* What you have to do
Pick out all lines with the word "glass" from the records that follow.

[Natural language region descriptions]
+ + +
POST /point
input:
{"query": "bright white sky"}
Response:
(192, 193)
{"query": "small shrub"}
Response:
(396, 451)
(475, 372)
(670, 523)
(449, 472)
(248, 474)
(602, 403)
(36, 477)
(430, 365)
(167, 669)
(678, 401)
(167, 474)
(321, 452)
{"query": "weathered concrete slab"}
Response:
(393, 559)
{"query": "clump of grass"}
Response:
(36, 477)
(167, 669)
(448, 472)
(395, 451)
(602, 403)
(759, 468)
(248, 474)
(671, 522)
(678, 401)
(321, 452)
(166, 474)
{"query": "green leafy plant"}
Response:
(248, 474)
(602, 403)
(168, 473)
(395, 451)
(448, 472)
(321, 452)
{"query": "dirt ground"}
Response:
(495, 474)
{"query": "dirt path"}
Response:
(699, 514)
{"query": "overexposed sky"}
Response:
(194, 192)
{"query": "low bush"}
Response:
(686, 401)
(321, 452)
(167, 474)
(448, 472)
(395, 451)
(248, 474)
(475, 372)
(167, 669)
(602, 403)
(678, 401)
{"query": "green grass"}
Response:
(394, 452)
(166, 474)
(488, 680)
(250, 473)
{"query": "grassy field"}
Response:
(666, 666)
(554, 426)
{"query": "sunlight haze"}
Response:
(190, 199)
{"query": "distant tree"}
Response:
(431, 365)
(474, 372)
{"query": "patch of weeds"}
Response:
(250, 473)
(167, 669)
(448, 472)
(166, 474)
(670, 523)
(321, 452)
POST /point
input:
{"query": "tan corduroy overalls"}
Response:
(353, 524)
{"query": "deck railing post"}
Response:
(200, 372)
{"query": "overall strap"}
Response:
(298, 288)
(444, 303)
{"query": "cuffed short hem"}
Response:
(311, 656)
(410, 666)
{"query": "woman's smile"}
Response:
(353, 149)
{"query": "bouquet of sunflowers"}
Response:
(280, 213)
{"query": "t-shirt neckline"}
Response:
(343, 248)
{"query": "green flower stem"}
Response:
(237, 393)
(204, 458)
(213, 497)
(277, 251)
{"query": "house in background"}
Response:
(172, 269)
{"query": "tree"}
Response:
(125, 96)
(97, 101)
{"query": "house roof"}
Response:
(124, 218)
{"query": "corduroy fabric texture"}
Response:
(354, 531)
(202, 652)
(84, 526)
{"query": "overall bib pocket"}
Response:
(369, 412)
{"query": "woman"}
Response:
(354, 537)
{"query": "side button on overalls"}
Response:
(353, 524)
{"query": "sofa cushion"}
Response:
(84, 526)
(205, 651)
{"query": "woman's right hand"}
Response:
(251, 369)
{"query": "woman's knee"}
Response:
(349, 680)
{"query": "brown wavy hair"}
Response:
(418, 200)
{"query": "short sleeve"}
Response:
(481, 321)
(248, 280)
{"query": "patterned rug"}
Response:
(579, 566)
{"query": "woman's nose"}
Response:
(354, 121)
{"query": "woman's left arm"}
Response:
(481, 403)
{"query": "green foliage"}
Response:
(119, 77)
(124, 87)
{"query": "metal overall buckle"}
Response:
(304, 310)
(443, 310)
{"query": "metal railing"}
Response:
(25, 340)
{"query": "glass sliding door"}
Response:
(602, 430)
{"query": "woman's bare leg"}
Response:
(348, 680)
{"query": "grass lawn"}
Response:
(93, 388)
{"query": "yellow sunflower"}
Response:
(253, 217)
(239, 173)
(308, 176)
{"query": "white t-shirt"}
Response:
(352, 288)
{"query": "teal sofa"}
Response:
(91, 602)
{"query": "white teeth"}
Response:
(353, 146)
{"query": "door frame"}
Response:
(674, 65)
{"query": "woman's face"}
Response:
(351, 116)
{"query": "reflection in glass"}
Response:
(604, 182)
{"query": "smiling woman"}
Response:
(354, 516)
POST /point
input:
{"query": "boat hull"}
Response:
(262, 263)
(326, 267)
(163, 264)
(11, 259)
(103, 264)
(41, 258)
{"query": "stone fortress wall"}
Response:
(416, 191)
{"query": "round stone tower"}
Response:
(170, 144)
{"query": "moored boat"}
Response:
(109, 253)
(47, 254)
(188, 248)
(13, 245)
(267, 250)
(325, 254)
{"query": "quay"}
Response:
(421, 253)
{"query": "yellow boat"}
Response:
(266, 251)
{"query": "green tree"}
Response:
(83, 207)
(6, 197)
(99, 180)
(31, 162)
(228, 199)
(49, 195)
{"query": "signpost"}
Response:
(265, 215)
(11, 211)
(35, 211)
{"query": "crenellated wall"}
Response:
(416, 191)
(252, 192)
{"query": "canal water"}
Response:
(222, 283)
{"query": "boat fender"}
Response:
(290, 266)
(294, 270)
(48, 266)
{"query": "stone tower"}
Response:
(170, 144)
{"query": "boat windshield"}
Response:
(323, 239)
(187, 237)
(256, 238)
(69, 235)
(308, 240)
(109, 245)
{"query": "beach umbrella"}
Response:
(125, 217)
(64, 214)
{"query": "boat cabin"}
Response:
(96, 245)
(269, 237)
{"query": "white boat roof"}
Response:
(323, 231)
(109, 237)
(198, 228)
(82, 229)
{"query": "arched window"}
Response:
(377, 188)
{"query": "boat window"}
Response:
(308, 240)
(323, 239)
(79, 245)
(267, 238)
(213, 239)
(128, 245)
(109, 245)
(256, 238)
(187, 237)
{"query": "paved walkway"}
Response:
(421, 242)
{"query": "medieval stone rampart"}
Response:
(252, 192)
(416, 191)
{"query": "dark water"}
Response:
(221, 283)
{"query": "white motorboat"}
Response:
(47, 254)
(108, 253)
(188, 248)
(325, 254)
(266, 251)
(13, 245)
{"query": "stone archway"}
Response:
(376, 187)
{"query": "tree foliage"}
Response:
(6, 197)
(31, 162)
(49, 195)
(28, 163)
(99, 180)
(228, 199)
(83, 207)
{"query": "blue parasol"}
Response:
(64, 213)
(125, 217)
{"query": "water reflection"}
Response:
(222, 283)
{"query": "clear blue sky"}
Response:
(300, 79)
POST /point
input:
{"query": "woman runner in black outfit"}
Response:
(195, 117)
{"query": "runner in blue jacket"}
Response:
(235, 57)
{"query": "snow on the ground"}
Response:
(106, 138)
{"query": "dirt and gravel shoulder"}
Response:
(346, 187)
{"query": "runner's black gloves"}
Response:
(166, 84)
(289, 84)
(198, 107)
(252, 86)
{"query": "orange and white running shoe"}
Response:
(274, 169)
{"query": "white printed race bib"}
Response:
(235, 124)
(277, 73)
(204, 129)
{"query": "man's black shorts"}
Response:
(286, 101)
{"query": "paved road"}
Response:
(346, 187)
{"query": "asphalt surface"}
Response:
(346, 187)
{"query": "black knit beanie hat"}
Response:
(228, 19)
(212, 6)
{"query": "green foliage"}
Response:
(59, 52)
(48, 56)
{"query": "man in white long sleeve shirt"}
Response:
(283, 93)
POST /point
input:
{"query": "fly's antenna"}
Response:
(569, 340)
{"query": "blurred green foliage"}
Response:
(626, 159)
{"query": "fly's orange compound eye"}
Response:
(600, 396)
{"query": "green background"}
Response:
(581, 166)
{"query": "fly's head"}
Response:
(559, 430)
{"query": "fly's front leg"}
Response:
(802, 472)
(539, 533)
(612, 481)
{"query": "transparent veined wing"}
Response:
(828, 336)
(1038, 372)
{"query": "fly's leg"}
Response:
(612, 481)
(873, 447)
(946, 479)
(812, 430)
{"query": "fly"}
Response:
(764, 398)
+ + +
* Completed task
{"query": "glass sliding door"}
{"query": "reflection in glass"}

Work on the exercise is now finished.